__Work item__. Carry on the forum thread below about LLMs encoding how hard problems are, picking up right after its last line.

__Excerpt provided__.
+---+

[HN Gopher] LLMs Encode How Difficult Problems Are
___________________________________________________________________
LLMs Encode How Difficult Problems Are
Author : stansApprentice
Score : 73 points
Date : 2025-11-06 18:29 UTC (4 hours ago)
(HTM) web link (arxiv.org)
(TXT) w3m dump (arxiv.org)
| jiito wrote:
| I haven't read this particular paper in-depth, but it reminds me
| of another one I saw that used a similar approach to find if the
| model encodes its own certainty of answering correctly.
| https://arxiv.org/abs/2509.10625
| kazinator wrote:
| It's all very clear when you mentally replace "LLM" with "text
| completion driven by compressed training data".
|
| E.g.
|
| [Text copletion driven by compressed training data] exhibit[s] a
| puzzling inconsistency: [it] solves complex problems yet
| frequently fail[s] on seemingly simpler ones.
|
| Some problems are better represented by a locus of texts in the
| training data, allowing more plausible talk to be generated. When
| the problem is not well represented, it does not help that the
| problem is simple.
|
| If you train it on nothing but Scientology documents, and then
| ask about the Buddhist perspective on a situation, you will
| probably get some nonsense about body thetans, even if the
| situation is simple.
| th0ma5 wrote:
| Thank you for posting this. I'm struck with how there is a lot
| of studying of the behavior and isolating it from other
| assumptions and then these individual capabilities are then
| described as a new solution or discovered capability that would
| work with all of those other assumptions. This makes most all
| of the LLM research feel like whack a mole if the goal was to
| make accurate and reliable models by understanding these
| techniques. Instead, it's more like seeing faces in cars and
| buildings and other artifacts of patterns and pattern groupings
| and recognition of patterns. Building houses on sand, etc.
| lukev wrote:
| Well, that's what a LLM _is_. The problem is if one 's mental
| model is built on "AI" instead of "LLM."
|
| The fact that LLMs can abstract concepts and do _any_ amount of
| out-of-sample reasoning is impressive and interesting, but the
| null hypothesis for a LLM being "impressive" in any regard is
| that the data required to answer the question is present in
| it's training set.
| XenophileJKO wrote:
| This is true, but also misleading. We are learning that the
| models achieve compression by distilling higher level concepts
| and deriving generalized human like abilities, for example the
| recent introspection paper from Anthropic.
| layoric wrote:
| I have a hard time trying to conceptualize lossy text
| compression, but I've recently started to think about the
| "reasoning"/output as just a by product of lossy compression,
| and weights tending towards an average of the information
| "around" the main topic of prompt. What I've found easier is
| thinking about it like lossy image compression, generating more
| output tokens via "reasoning" is like subdividing nearby pixels
| and filling in the gaps with values that they've seen there
| before. Taking the analogy a bit too far, you can also think of
| the vocabulary as the pixel bit depth.
|
| I definitely agree replacing AI or LLMs with "X driven by
| compressed training data" starts to make a lot more sense, and
| a useful shortcut.

+---+

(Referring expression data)
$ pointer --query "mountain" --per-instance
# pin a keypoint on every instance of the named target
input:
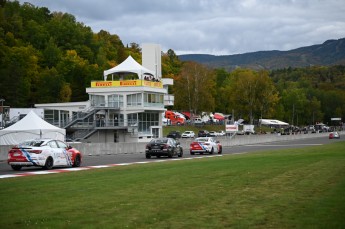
(331, 52)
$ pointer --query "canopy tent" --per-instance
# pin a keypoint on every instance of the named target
(272, 122)
(218, 116)
(30, 127)
(129, 65)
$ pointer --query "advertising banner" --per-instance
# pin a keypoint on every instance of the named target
(231, 128)
(127, 83)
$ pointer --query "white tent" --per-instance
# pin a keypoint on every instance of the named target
(129, 65)
(272, 122)
(30, 127)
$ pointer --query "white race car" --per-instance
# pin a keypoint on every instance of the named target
(205, 145)
(46, 153)
(188, 134)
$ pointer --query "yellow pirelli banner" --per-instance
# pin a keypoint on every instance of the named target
(127, 83)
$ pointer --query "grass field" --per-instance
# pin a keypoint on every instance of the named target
(295, 188)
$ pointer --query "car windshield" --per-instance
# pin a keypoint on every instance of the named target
(31, 143)
(159, 141)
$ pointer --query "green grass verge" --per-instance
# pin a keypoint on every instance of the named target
(295, 188)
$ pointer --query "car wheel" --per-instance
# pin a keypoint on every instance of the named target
(77, 161)
(49, 163)
(212, 150)
(181, 153)
(16, 167)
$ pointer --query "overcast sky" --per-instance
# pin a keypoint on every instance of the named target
(218, 27)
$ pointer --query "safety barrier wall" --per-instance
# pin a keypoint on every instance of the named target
(96, 149)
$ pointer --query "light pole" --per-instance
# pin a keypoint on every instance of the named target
(2, 112)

+---+

__Result__.
| suprjami wrote:
| You're right about "reasoning". It's just trying to steer the
| conversation in a more relevant direction in vector space,
| hopefully to generate more relevant output tokens. I find it
| easier to conceptualize this in three dimensions. 3blue1brown
| has a good video series which covers the overall concept of
| LLM vectors in machine learning: https://youtube.com/playlist
| ?list=PLZHQObOWTQDNU6R1_67000Dx_...
|
| To give a concrete example, say we're generating the next
| token from the word "queen". Is this the monarch, the bee,
| the playing card, the drag entertainer? By adding more
| relevant tokens (honey, worker, hive, beeswax) we steer the
| token generation to the place in the "word cloud" where our
| next token is more likely to exist.
|
| I don't see LLMs as "lossy compression" of text. To me that
| implies retrieval, and Transformers are a prediction device,
| not a retrieval device. If one needs retrieval then use a
| database.
| astrange wrote:
| It is not a useful shortcut because you don't know what the
| training data is, nothing requires it to be an "average" of
| anything, and post-training arbitrarily re-weights all of its
| existing distributions anyway.
| onraglanroad wrote:
| > Text copletion driven by compressed training data...solves
| complex problems
|
| Sure it does. Obviously. All we ever needed was some text
| completion.
|
| Thanks for your valuable insight.
| WhyOhWhyQ wrote:
| Probably irrelevant, but something funny about claude code is it
| will routinely say something like "10 week task, very complex",
| and then one-shot it in 2 minutes. I didn't have it create a
| feature for a while because it kept telling me it's way too
| complicated. All of the open source versions I tried weren't
| working, but I finally just decided to get it to make the feature
| anyways and it ended up doing better than the open source
| projects. So there's something off about how well claude
| estimates the difficulty of things for it, and I'm wondering if
| that makes it perform worse by not doing things it would do well
| at.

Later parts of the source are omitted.